THE REQUEST: In this exercise, copy exactly the lines from the one that contains "[point] decorative ironwork" through the end of the entries below; pictures are not copied.

WORKING DATA:
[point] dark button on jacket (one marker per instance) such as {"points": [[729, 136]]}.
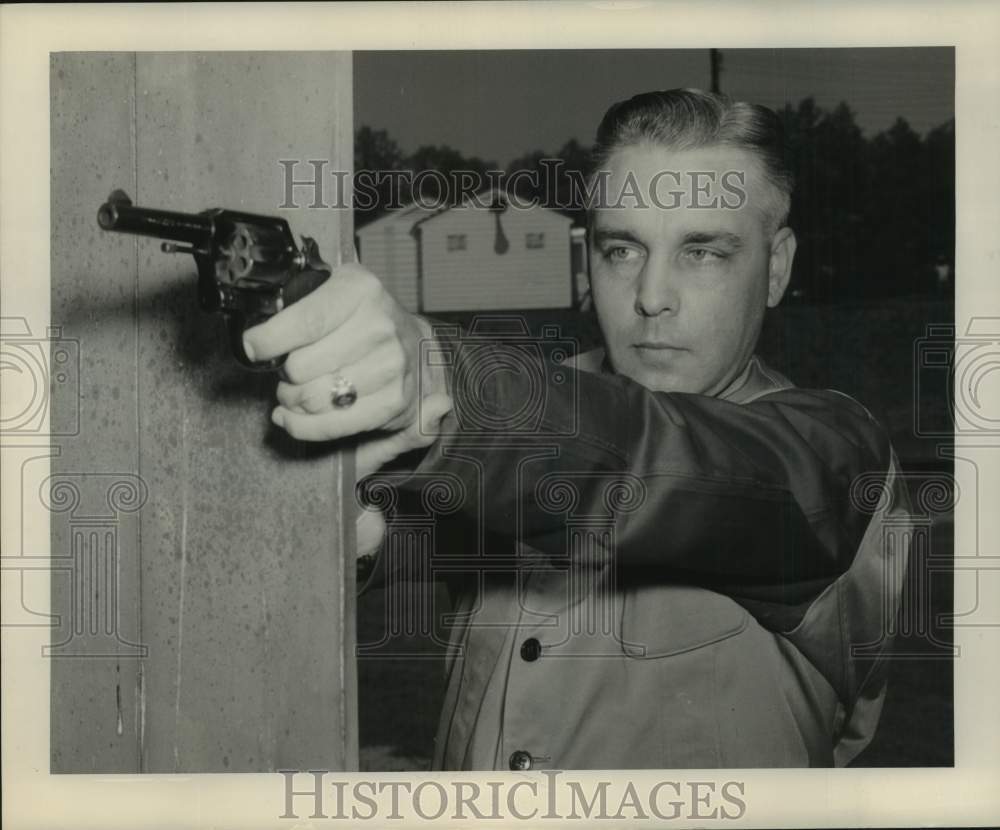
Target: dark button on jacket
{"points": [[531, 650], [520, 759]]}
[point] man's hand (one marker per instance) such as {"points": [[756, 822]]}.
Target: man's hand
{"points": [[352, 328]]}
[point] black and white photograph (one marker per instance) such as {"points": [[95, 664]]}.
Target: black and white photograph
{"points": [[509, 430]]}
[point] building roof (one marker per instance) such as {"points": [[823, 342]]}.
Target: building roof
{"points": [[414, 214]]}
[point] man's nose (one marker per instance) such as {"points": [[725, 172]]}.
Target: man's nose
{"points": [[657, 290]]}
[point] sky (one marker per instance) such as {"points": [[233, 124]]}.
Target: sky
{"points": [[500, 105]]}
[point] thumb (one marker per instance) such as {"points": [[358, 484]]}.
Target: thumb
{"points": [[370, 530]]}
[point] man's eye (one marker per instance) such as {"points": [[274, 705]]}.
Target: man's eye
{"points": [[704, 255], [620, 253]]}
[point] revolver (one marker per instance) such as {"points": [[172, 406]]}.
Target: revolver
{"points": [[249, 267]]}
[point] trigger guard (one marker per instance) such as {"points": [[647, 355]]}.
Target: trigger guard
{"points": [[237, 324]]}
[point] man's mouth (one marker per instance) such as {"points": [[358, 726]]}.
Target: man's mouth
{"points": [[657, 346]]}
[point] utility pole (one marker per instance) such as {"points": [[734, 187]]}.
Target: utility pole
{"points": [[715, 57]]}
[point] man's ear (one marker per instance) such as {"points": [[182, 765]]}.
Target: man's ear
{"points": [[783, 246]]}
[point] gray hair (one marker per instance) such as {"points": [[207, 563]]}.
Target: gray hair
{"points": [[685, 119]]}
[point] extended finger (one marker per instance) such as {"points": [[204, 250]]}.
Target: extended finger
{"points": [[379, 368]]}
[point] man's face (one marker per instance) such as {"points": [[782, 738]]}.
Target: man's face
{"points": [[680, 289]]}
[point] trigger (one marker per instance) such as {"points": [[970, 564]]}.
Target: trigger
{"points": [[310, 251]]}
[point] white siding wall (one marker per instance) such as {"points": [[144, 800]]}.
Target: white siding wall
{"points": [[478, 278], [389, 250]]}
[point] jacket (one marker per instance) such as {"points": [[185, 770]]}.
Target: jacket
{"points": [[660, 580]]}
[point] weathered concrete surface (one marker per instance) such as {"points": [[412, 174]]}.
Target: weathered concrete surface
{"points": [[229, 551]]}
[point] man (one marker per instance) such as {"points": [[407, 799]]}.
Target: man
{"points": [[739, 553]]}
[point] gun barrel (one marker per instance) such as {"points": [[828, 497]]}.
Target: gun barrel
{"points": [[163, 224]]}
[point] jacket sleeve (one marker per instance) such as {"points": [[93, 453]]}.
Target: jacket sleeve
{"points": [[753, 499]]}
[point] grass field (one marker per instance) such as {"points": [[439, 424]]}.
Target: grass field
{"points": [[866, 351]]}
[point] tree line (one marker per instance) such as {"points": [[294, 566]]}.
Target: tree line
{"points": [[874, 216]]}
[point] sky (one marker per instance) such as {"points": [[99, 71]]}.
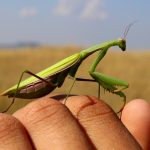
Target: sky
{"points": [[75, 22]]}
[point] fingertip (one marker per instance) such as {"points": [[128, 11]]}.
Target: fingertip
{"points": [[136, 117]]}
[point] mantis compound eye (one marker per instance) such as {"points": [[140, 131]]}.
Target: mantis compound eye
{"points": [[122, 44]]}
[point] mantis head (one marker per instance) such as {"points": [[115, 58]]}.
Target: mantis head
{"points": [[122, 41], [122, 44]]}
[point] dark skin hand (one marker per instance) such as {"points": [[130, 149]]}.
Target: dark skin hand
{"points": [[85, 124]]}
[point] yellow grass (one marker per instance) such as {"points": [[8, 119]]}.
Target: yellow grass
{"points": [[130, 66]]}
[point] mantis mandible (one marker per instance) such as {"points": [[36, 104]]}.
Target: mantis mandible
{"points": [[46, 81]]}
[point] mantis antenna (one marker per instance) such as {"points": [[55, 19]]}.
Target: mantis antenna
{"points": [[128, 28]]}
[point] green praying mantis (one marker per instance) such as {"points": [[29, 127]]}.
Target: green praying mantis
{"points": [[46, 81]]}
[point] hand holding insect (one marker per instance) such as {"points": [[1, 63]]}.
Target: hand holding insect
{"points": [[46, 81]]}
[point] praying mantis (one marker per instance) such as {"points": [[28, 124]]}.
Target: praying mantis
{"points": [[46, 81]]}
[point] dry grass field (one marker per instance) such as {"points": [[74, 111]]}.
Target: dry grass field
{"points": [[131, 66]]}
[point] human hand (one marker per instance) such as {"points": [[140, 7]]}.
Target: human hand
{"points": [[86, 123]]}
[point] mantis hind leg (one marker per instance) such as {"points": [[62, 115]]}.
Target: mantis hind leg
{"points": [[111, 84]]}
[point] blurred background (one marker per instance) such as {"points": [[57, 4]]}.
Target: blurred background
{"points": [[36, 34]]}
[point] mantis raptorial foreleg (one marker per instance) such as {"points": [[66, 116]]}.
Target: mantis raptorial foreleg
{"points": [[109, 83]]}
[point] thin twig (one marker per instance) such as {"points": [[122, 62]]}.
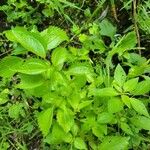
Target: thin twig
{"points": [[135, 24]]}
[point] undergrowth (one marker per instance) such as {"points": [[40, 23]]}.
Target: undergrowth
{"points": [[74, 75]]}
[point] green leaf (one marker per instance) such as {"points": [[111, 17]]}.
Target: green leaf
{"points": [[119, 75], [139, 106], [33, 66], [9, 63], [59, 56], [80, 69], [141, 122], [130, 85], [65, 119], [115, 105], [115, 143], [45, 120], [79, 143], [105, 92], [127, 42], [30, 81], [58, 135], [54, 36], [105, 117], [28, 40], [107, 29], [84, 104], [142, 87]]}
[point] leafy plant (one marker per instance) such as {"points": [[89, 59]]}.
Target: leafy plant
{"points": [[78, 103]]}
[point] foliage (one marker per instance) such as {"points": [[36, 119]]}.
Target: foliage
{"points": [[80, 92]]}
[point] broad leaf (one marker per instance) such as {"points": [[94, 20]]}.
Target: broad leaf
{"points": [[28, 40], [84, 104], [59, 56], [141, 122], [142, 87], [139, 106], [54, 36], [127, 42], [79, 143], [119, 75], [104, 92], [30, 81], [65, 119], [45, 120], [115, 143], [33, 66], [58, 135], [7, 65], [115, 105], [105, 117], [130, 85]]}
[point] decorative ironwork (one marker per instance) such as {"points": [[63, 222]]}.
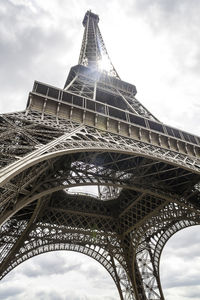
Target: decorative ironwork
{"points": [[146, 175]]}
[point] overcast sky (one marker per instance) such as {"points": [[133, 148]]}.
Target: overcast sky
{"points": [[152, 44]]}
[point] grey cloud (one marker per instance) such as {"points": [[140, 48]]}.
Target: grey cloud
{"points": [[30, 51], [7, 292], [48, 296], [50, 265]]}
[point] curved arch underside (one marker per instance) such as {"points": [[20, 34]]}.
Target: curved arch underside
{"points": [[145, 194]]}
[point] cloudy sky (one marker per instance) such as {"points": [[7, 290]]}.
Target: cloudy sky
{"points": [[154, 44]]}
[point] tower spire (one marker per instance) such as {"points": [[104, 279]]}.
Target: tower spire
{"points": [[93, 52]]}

CORRECT ANSWER:
[point] decorative ironwork (one marker per instance) such as {"points": [[63, 222]]}.
Target: decorative ironwork
{"points": [[146, 175]]}
[point] overcast sky (one marker per instance) such as {"points": [[133, 148]]}.
Target: overcast sky
{"points": [[152, 44]]}
[point] grey cloud (one marker per instance) such as {"points": [[140, 48]]}.
Target: grey cloud
{"points": [[30, 51], [7, 292], [48, 296], [50, 265]]}
[point] curved arch underside (one marker per instance) such as {"points": [[20, 34]]}.
Target: curved arch underside
{"points": [[145, 194]]}
[point] cloudy sky (one marker per instance) such as {"points": [[7, 290]]}.
Target: cloudy sky
{"points": [[154, 44]]}
[point] tower spire (one marker per instance) such as {"points": [[104, 279]]}.
Target: tower spire
{"points": [[93, 52]]}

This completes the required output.